:: Data for this exercise

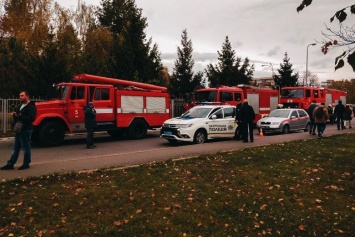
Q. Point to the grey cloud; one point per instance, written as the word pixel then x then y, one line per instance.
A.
pixel 273 51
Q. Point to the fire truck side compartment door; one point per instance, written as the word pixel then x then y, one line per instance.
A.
pixel 328 99
pixel 132 104
pixel 253 100
pixel 274 101
pixel 75 107
pixel 104 102
pixel 156 105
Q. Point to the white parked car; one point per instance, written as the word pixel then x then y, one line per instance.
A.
pixel 201 123
pixel 284 121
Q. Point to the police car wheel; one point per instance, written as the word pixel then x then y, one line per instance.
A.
pixel 200 137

::::

* [Assignment]:
From the first line to the last, return the records exactly and leave the pictures behind.

* [Exercise output]:
Q. Point to the grey cloud; one point per instance, written as the word pixel then x then y, one line per instance.
A.
pixel 273 51
Q. Point to the fire truck side compartment door; one point per instance, written as the word pixel then x then y, one line per instance.
A.
pixel 328 99
pixel 132 104
pixel 253 100
pixel 274 101
pixel 75 107
pixel 104 102
pixel 156 105
Q. Point to the white parked car; one point per instance, written as the word pixel then x then y, one line per instance.
A.
pixel 201 123
pixel 284 121
Q. Point to the police car wheel; one point per instance, written as the word pixel then x then y, one line per instance.
A.
pixel 200 137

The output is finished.